Problem to work on
Output, word for word, every line from the line with "Segment every instance of the white window" through the final line of the data below.

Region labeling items

══════

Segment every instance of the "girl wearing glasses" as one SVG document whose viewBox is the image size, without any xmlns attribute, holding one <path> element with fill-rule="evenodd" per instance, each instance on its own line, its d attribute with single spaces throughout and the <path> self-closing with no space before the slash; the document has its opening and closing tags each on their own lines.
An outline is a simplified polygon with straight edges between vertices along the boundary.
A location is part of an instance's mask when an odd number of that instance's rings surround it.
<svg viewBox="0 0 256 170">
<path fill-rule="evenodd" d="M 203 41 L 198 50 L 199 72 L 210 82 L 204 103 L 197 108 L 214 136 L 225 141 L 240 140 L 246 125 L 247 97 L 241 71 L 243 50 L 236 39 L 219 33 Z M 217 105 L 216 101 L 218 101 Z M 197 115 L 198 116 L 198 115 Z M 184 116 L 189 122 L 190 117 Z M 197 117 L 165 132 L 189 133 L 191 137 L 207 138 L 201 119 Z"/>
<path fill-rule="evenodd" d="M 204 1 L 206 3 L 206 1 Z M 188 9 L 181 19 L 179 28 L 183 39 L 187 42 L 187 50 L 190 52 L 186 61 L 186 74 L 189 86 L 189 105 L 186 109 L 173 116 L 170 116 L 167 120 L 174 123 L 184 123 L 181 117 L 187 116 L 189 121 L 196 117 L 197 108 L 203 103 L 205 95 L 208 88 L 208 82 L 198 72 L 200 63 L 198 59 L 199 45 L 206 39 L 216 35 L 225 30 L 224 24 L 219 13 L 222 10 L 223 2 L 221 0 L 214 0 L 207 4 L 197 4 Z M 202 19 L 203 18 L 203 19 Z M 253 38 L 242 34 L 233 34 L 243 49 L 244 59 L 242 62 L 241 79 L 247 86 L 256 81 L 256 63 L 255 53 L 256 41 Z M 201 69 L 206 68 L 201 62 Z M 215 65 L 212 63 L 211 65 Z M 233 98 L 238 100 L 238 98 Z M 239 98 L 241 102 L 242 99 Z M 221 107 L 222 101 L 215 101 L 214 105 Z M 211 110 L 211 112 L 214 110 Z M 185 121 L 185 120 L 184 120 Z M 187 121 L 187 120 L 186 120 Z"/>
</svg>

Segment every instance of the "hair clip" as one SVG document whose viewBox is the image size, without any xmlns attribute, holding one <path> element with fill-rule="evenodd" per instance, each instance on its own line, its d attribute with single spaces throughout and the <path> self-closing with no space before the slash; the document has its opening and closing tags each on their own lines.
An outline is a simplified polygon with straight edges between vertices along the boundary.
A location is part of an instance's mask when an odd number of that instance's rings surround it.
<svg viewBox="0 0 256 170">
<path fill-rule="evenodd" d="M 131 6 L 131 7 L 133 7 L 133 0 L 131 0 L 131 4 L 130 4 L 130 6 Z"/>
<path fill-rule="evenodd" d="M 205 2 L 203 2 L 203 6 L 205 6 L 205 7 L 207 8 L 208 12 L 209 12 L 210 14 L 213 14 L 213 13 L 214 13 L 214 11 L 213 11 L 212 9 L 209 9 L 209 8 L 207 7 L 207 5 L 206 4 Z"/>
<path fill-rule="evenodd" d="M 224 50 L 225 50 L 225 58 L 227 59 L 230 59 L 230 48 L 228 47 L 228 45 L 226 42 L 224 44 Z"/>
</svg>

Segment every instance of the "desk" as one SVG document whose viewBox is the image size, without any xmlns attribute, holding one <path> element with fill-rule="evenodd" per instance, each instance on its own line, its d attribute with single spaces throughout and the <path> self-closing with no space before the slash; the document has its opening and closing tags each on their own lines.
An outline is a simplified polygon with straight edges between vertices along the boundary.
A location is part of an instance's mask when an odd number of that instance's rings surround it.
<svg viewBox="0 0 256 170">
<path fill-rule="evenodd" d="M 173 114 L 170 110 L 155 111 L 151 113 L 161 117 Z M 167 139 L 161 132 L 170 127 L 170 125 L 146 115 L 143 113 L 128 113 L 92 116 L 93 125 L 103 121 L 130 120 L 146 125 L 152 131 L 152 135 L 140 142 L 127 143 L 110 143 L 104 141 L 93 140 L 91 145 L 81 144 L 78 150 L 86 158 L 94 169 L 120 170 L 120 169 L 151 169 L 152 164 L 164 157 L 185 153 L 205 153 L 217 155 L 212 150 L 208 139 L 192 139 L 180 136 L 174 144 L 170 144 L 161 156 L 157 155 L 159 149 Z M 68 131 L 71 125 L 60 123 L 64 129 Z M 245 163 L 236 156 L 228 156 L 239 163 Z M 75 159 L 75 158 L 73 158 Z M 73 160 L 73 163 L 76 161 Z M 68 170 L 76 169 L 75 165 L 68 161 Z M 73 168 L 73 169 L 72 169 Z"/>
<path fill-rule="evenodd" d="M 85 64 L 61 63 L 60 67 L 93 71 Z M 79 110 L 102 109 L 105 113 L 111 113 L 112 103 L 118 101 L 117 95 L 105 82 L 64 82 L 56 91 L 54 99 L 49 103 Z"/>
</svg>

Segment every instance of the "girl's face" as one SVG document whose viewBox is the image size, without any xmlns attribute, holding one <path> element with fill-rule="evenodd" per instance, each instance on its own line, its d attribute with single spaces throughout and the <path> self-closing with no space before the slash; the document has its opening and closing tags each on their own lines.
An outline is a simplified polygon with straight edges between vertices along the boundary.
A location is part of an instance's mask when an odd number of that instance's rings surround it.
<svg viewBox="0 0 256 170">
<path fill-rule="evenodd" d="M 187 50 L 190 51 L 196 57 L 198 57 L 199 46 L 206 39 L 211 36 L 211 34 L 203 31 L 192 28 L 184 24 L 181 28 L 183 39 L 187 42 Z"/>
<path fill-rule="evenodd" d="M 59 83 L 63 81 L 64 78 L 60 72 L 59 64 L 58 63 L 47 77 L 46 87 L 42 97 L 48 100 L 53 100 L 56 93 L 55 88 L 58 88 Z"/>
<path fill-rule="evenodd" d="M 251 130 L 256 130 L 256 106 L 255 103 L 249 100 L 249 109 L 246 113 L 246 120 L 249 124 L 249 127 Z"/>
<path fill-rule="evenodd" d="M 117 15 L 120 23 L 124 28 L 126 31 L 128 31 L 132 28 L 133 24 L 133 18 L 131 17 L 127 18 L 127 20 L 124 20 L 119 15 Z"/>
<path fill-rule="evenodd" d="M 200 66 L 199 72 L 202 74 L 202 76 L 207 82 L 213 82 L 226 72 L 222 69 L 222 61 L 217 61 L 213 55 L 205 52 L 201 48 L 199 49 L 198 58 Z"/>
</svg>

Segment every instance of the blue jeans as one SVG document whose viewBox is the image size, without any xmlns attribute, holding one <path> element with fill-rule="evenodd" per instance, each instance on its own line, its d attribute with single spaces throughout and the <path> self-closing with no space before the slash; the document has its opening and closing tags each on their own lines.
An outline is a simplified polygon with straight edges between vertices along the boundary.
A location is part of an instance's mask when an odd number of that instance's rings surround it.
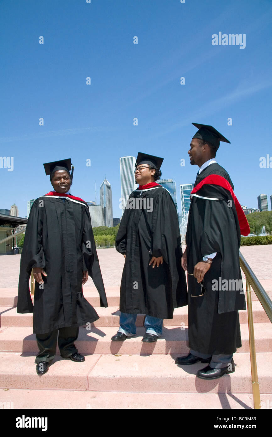
<svg viewBox="0 0 272 437">
<path fill-rule="evenodd" d="M 137 314 L 127 314 L 121 312 L 120 314 L 120 327 L 118 332 L 122 332 L 128 337 L 131 337 L 136 334 L 135 324 L 137 317 Z M 160 337 L 162 333 L 163 319 L 152 317 L 147 316 L 145 320 L 145 327 L 148 334 L 155 334 Z"/>
</svg>

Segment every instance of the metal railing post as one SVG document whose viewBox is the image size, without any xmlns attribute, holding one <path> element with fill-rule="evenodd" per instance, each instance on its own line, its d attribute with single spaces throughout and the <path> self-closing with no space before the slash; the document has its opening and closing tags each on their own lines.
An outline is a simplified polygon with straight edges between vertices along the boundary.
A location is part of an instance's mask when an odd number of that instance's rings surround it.
<svg viewBox="0 0 272 437">
<path fill-rule="evenodd" d="M 252 305 L 251 300 L 251 288 L 250 284 L 245 278 L 247 301 L 248 303 L 248 333 L 249 335 L 249 350 L 250 352 L 250 364 L 251 366 L 251 378 L 253 393 L 253 402 L 254 408 L 261 408 L 261 398 L 260 396 L 260 387 L 258 381 L 258 375 L 257 370 L 256 360 L 256 348 L 255 347 L 255 338 L 253 327 L 253 316 Z"/>
</svg>

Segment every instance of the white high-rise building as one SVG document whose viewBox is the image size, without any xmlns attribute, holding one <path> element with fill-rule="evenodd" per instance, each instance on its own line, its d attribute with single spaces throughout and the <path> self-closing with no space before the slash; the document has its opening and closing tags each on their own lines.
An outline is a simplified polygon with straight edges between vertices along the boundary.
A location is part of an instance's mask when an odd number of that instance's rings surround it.
<svg viewBox="0 0 272 437">
<path fill-rule="evenodd" d="M 266 194 L 260 194 L 258 196 L 258 207 L 260 212 L 268 211 L 268 203 L 267 202 L 267 196 Z"/>
<path fill-rule="evenodd" d="M 28 218 L 29 217 L 29 213 L 30 212 L 31 207 L 35 200 L 36 199 L 31 199 L 31 200 L 29 200 L 28 202 Z"/>
<path fill-rule="evenodd" d="M 182 221 L 185 219 L 186 212 L 189 212 L 191 203 L 190 194 L 193 190 L 193 184 L 182 184 L 179 186 L 180 188 L 180 200 L 181 201 L 181 213 Z"/>
<path fill-rule="evenodd" d="M 103 225 L 112 227 L 114 225 L 112 194 L 110 184 L 106 178 L 100 187 L 100 204 L 102 208 Z"/>
<path fill-rule="evenodd" d="M 18 208 L 15 205 L 15 203 L 14 203 L 13 205 L 10 207 L 10 215 L 13 215 L 14 217 L 17 217 L 19 216 L 18 214 Z"/>
<path fill-rule="evenodd" d="M 124 214 L 127 199 L 132 191 L 137 188 L 135 183 L 134 170 L 136 159 L 134 156 L 123 156 L 120 158 L 120 173 L 121 175 L 121 198 L 122 215 Z"/>
<path fill-rule="evenodd" d="M 86 202 L 91 216 L 93 228 L 103 226 L 103 215 L 101 205 L 96 205 L 95 202 Z"/>
</svg>

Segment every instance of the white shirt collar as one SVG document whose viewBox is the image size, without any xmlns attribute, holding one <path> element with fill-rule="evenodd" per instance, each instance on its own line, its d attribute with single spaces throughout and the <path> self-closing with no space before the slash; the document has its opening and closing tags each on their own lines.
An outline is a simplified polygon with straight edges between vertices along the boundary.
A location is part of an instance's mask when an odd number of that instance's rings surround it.
<svg viewBox="0 0 272 437">
<path fill-rule="evenodd" d="M 57 191 L 55 191 L 55 190 L 54 190 L 54 193 L 56 193 L 56 192 L 57 192 Z M 67 193 L 65 193 L 65 194 L 70 194 L 70 192 L 69 192 L 69 191 L 68 191 L 67 192 Z"/>
<path fill-rule="evenodd" d="M 199 170 L 198 170 L 199 174 L 200 174 L 200 173 L 201 173 L 203 170 L 204 170 L 204 168 L 206 168 L 206 167 L 207 167 L 208 166 L 210 165 L 210 164 L 213 164 L 214 163 L 216 162 L 217 161 L 216 161 L 216 160 L 214 159 L 214 158 L 212 158 L 210 160 L 208 160 L 207 161 L 206 161 L 206 163 L 204 163 L 204 164 L 202 164 L 202 165 L 200 168 Z"/>
</svg>

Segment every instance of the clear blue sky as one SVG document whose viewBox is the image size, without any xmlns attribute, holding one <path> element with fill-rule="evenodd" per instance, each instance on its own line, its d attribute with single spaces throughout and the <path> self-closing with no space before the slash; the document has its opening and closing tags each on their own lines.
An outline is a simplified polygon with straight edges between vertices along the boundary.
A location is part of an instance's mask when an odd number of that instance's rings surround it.
<svg viewBox="0 0 272 437">
<path fill-rule="evenodd" d="M 51 190 L 43 163 L 71 157 L 72 194 L 94 200 L 106 174 L 120 217 L 119 159 L 139 151 L 164 157 L 180 212 L 179 184 L 198 170 L 193 121 L 231 141 L 217 158 L 240 203 L 256 208 L 264 193 L 270 209 L 272 168 L 259 160 L 272 157 L 271 0 L 2 0 L 0 16 L 0 156 L 14 159 L 0 168 L 0 208 L 26 215 Z M 245 34 L 245 48 L 212 45 L 220 31 Z"/>
</svg>

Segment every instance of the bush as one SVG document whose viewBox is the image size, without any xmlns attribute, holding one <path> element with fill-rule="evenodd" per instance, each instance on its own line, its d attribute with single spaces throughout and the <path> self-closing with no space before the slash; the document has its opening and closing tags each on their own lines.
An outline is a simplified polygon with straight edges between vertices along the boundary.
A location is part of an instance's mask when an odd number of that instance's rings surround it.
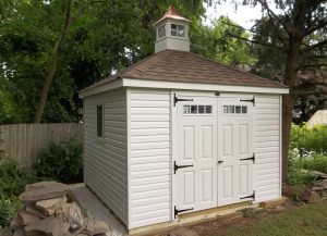
<svg viewBox="0 0 327 236">
<path fill-rule="evenodd" d="M 316 125 L 308 128 L 292 124 L 290 150 L 299 150 L 301 157 L 312 153 L 327 156 L 327 125 Z"/>
<path fill-rule="evenodd" d="M 27 184 L 38 181 L 33 171 L 20 167 L 13 160 L 0 165 L 0 196 L 5 199 L 21 195 Z"/>
<path fill-rule="evenodd" d="M 299 159 L 296 165 L 301 169 L 318 171 L 327 174 L 327 157 L 312 154 L 310 158 Z"/>
<path fill-rule="evenodd" d="M 0 225 L 8 226 L 16 212 L 22 208 L 19 199 L 0 199 Z"/>
<path fill-rule="evenodd" d="M 288 184 L 296 187 L 312 185 L 316 181 L 316 176 L 311 172 L 301 169 L 291 167 L 288 173 Z"/>
<path fill-rule="evenodd" d="M 59 144 L 50 142 L 38 157 L 35 171 L 38 176 L 64 183 L 80 182 L 83 176 L 82 142 L 73 137 Z"/>
</svg>

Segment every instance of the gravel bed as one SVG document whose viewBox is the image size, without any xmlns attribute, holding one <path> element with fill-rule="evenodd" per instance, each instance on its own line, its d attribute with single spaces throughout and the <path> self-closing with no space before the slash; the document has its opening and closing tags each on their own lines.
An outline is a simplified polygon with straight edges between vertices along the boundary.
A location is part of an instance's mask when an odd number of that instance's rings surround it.
<svg viewBox="0 0 327 236">
<path fill-rule="evenodd" d="M 110 227 L 108 236 L 126 236 L 123 223 L 92 192 L 85 184 L 70 185 L 71 191 L 78 203 L 87 211 L 88 216 L 106 222 Z"/>
</svg>

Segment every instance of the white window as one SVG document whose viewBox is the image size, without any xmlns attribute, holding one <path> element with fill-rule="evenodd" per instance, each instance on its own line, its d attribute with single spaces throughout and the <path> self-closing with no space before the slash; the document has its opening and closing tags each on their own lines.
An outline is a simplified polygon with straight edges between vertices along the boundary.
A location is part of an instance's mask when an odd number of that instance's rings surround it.
<svg viewBox="0 0 327 236">
<path fill-rule="evenodd" d="M 97 137 L 104 137 L 104 107 L 97 105 Z"/>
<path fill-rule="evenodd" d="M 158 38 L 164 38 L 166 36 L 166 24 L 158 27 Z"/>
<path fill-rule="evenodd" d="M 184 114 L 211 114 L 213 113 L 213 105 L 205 105 L 205 104 L 185 104 L 183 107 Z"/>
<path fill-rule="evenodd" d="M 225 114 L 246 114 L 247 107 L 246 105 L 223 105 Z"/>
<path fill-rule="evenodd" d="M 171 24 L 171 36 L 184 38 L 185 37 L 185 26 Z"/>
</svg>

══════

Solution to this problem
Segment every instance of the white window as one SVG document whose viewBox is the image size, without any xmlns attribute, holding one <path> element with fill-rule="evenodd" per instance, each instance on its own line, its d attribute with single spaces throughout and the <path> self-closing with no space before the slash; the document has its opening and closing tags each on their own lines.
An outline is a simplified polygon with straight edges between vertices along the boundary.
A location is part of an instance's mask when an odd number of that instance's rings surround it.
<svg viewBox="0 0 327 236">
<path fill-rule="evenodd" d="M 97 137 L 104 137 L 104 107 L 97 105 Z"/>
<path fill-rule="evenodd" d="M 158 38 L 164 38 L 166 36 L 166 24 L 158 27 Z"/>
<path fill-rule="evenodd" d="M 184 114 L 211 114 L 213 113 L 213 105 L 205 105 L 205 104 L 185 104 L 183 107 Z"/>
<path fill-rule="evenodd" d="M 225 114 L 246 114 L 247 107 L 246 105 L 223 105 Z"/>
<path fill-rule="evenodd" d="M 171 24 L 171 36 L 184 38 L 185 37 L 185 26 Z"/>
</svg>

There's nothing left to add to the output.